━━ Supplied information

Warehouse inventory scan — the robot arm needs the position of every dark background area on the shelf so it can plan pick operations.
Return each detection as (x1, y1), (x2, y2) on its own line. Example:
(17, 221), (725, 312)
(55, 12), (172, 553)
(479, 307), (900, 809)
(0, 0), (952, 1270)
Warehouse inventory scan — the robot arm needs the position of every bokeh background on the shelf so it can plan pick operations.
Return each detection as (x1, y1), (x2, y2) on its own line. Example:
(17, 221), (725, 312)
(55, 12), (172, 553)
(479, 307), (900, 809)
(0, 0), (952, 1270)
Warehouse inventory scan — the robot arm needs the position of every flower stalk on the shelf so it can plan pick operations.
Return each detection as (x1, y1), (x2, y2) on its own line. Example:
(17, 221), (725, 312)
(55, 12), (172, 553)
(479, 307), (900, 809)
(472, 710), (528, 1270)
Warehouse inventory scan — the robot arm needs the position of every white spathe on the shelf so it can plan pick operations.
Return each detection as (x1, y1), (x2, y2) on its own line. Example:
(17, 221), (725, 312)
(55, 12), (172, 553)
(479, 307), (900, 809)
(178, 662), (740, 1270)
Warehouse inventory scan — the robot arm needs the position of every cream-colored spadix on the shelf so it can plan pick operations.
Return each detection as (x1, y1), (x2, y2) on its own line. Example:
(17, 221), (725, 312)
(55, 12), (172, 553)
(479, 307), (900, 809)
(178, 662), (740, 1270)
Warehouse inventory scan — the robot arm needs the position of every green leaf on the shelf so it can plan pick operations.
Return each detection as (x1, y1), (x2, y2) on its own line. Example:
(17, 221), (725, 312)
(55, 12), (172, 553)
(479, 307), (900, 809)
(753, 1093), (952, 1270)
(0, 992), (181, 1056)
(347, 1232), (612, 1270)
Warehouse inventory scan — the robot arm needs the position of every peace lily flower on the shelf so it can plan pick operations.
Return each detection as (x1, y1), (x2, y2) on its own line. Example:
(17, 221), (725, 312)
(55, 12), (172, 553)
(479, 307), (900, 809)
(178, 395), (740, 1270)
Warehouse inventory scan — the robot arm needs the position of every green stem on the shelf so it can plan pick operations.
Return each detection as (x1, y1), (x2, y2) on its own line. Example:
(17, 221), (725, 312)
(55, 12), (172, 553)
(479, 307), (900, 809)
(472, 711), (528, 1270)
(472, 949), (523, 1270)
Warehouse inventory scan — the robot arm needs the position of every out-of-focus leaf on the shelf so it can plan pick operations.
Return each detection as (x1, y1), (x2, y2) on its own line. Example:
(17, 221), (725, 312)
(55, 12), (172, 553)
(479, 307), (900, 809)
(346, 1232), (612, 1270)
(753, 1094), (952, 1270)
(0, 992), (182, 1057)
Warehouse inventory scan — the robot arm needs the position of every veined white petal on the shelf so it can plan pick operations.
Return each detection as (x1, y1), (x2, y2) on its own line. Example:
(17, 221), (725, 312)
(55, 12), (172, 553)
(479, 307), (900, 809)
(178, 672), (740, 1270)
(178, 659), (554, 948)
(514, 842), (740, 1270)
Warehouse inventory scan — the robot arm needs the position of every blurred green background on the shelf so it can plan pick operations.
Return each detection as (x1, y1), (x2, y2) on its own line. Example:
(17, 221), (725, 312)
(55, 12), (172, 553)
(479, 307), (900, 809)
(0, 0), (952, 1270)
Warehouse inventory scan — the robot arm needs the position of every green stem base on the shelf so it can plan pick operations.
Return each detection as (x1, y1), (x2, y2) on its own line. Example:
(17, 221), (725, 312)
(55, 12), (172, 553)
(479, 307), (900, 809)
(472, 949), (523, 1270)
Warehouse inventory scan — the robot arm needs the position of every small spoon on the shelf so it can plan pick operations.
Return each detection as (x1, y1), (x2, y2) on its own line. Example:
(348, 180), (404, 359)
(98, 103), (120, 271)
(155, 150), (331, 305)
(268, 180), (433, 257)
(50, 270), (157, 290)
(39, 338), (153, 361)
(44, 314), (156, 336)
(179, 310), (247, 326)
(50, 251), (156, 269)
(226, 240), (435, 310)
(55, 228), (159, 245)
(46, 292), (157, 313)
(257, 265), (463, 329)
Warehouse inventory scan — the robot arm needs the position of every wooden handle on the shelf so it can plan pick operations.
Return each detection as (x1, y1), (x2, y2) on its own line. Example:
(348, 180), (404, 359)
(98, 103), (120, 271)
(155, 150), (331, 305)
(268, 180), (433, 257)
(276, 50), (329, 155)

━━━━

- [Aim]: Render all of the entries above as a Markdown table with two columns, Row and Line, numbering each line and omitting blank lines.

- [Answer to this task]:
| Row | Line |
|---|---|
| 1 | Warehouse inventory scan — the robot arm needs the position of every dark background area on the shelf so it can plan pick operations. |
| 2 | Return each detection as (x1, y1), (x2, y2) on its own line. Example: |
| 3 | (17, 221), (725, 312) |
| 4 | (55, 12), (172, 553) |
| 5 | (479, 307), (900, 809) |
| 6 | (0, 0), (952, 1270) |
| 7 | Warehouse inventory scan — the robot arm needs the position of every bokeh background on the shelf so it can plan pick operations. |
| 8 | Return each detection as (x1, y1), (x2, y2) on its own line. Example: |
| 9 | (17, 221), (725, 312) |
| 10 | (55, 12), (172, 553) |
| 11 | (479, 307), (900, 809) |
| 12 | (0, 0), (952, 1270) |
| 13 | Warehouse inventory scan — the robot arm needs the position of every flower stalk on the shelf so it can plan pick operations. |
| 14 | Return each detection as (x1, y1), (x2, y2) on its own line. Example: |
| 15 | (17, 221), (725, 312) |
| 16 | (55, 12), (172, 553) |
| 17 | (479, 307), (900, 809) |
| 18 | (472, 710), (528, 1270) |
| 19 | Warehouse inventory scan — the robot arm needs the position of every white spathe on the shelf so it can plan pick operations. |
| 20 | Return each detection as (x1, y1), (x2, y2) on its own line. Example: |
| 21 | (17, 221), (725, 312) |
| 22 | (55, 12), (172, 553) |
| 23 | (479, 307), (900, 809) |
| 24 | (178, 662), (740, 1270) |
| 25 | Warehouse inventory scan — the robot arm needs the position of every cream-colored spadix on the shelf so it can plan pick operations. |
| 26 | Return each detection as (x1, y1), (x2, y2) on its own line. Example: |
| 27 | (17, 221), (725, 312) |
| 28 | (55, 12), (172, 553) |
| 29 | (479, 307), (900, 809) |
| 30 | (178, 662), (740, 1270) |
| 31 | Warehouse inventory scan — the robot arm needs the position of every green leaf on the shelf so it can plan pick operations. |
| 32 | Return each detection as (x1, y1), (x2, y2) on its own line. Example: |
| 33 | (17, 221), (725, 312) |
| 34 | (55, 12), (172, 553) |
| 35 | (479, 307), (900, 809) |
| 36 | (753, 1093), (952, 1270) |
| 37 | (0, 992), (181, 1056) |
| 38 | (347, 1232), (612, 1270) |
| 39 | Warehouse inventory scan — the robot arm needs the position of every peace lily flower on the shelf so it can plan pick operations. |
| 40 | Return each detection as (x1, y1), (x2, y2) on its own line. Example: |
| 41 | (17, 221), (725, 312) |
| 42 | (55, 12), (172, 553) |
| 43 | (479, 307), (900, 809) |
| 44 | (178, 395), (740, 1270) |
| 45 | Warehouse inventory scan — the robot arm needs the position of every green stem on the shelf so it can plan pick operations. |
| 46 | Return each detection as (x1, y1), (x2, y2) on its own line. Example: |
| 47 | (17, 221), (725, 312) |
| 48 | (55, 12), (172, 553) |
| 49 | (479, 307), (900, 809) |
| 50 | (472, 711), (528, 1270) |
| 51 | (472, 949), (523, 1270) |
| 52 | Warehouse inventory scan — the robot arm needs the position of every out-of-focus leaf on the shelf so it can plan pick operations. |
| 53 | Return each detection as (x1, y1), (x2, y2) on its own line. Example: |
| 54 | (17, 221), (725, 312) |
| 55 | (55, 12), (172, 553) |
| 56 | (479, 307), (900, 809) |
| 57 | (346, 1232), (612, 1270) |
| 58 | (753, 1094), (952, 1270) |
| 59 | (0, 992), (182, 1057) |
| 60 | Warehouse inventory scan — the robot arm needs the position of every veined white petal on the shelf so it can plan pick operations. |
| 61 | Return each detection as (x1, y1), (x2, y2) on its own line. Example: |
| 62 | (17, 221), (725, 312) |
| 63 | (55, 12), (172, 553) |
| 64 | (479, 307), (900, 809) |
| 65 | (178, 672), (740, 1270) |
| 66 | (178, 659), (554, 948) |
| 67 | (514, 842), (740, 1270) |
| 68 | Warehouse inventory scan — the robot arm needs the position of every blurred green background on the shelf so it can plan pick operations. |
| 69 | Return each detection as (x1, y1), (x2, y2) on its own line. Example: |
| 70 | (17, 221), (725, 312) |
| 71 | (55, 12), (172, 553) |
| 72 | (479, 307), (900, 809) |
| 73 | (0, 0), (952, 1270) |
| 74 | Warehouse inventory scan — the robot arm needs the position of every green stem base on the shelf so it can plan pick operations. |
| 75 | Return each detection as (x1, y1), (x2, y2) on its own line. Example: |
| 76 | (17, 221), (725, 312) |
| 77 | (55, 12), (172, 553) |
| 78 | (479, 307), (900, 809) |
| 79 | (472, 949), (523, 1270) |
| 80 | Warehouse inventory scan — the robot arm needs the position of every small spoon on the shelf so it can plan pick operations. |
| 81 | Return each detection as (x1, y1), (x2, y2) on its own line. Example: |
| 82 | (348, 180), (404, 359) |
| 83 | (98, 103), (120, 271) |
| 84 | (155, 150), (331, 305) |
| 85 | (268, 180), (433, 257) |
| 86 | (50, 270), (157, 290) |
| 87 | (39, 338), (153, 361) |
| 88 | (44, 314), (156, 336) |
| 89 | (179, 310), (247, 326) |
| 90 | (50, 251), (156, 269) |
| 91 | (226, 240), (435, 310) |
| 92 | (55, 228), (159, 245) |
| 93 | (46, 292), (157, 313) |
| 94 | (257, 265), (463, 329) |
| 95 | Warehouse inventory scan — the robot arm needs the position of every wooden handle on the shelf so it can plan pick operations. |
| 96 | Return each detection as (x1, y1), (x2, y2) on its own line. Example: |
| 97 | (348, 180), (404, 359) |
| 98 | (98, 103), (120, 271) |
| 99 | (155, 150), (331, 305) |
| 100 | (268, 180), (433, 257) |
| 101 | (276, 50), (329, 155) |